> **Source text**:
-*-*-

A Quick Note – Early / Late Binding

A discourse on Early / Late Binding is beyond the scope of this post. Suffice to say, I am using Late Binding as demonstrated:

 Dim RegEx                               As Object
'Create a regular epression object
        Set RegEx = GetRegEx
Private Function GetRegEx() As Object

    On Error Resume Next
    Set GetRegEx = CreateObject("VBScript.RegExp")
    
End Function

There are additional links at the bottom of the post for more information on Early / Late Binding.

The Complete Code

You can open a new workbook, launch the Visual Basic Editor (VBE) add a new module and paste the code below into the module. I broke the Subs() and Functions() into separate snippets to improve readability. Alternatively, you can download the workbook, the link is at the bottom of the post.

 Option Explicit
 Sub SplitStringNoDelimiter()

-*-*-

> **Supplied information**:
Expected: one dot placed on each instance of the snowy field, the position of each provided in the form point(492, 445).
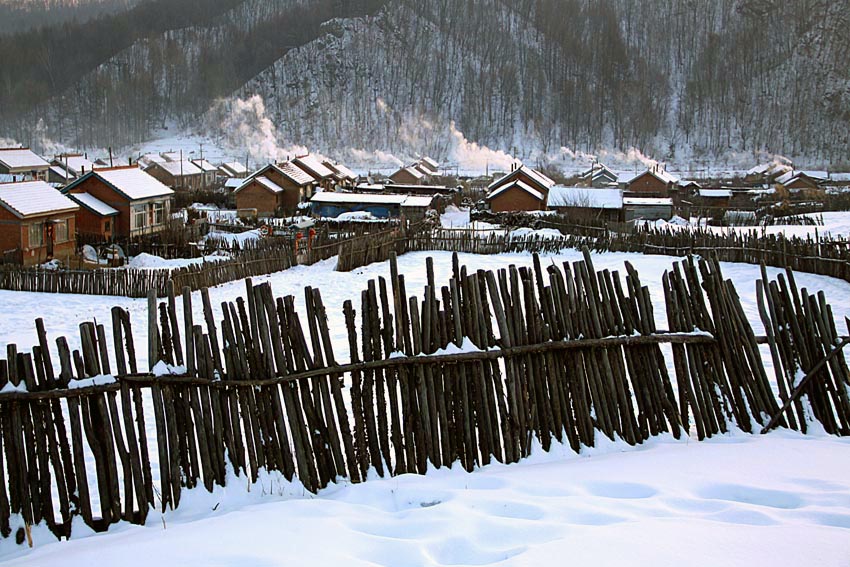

-*-*-

> **Challenge 1**: Translate this sentence from the VBA text into Spanish: "There are additional links at the bottom of the post for more information on Early / Late Binding."
> **Challenge 2**: Write out the VBA text word for word, from "The Complete Code" up to and including "of the post.".

> **Written answer 1**: Hay enlaces adicionales al final de la publicación para obtener más información sobre Early / Late Binding.

> **Written answer 2**:
The Complete Code

You can open a new workbook, launch the Visual Basic Editor (VBE) add a new module and paste the code below into the module. I broke the Subs() and Functions() into separate snippets to improve readability. Alternatively, you can download the workbook, the link is at the bottom of the post.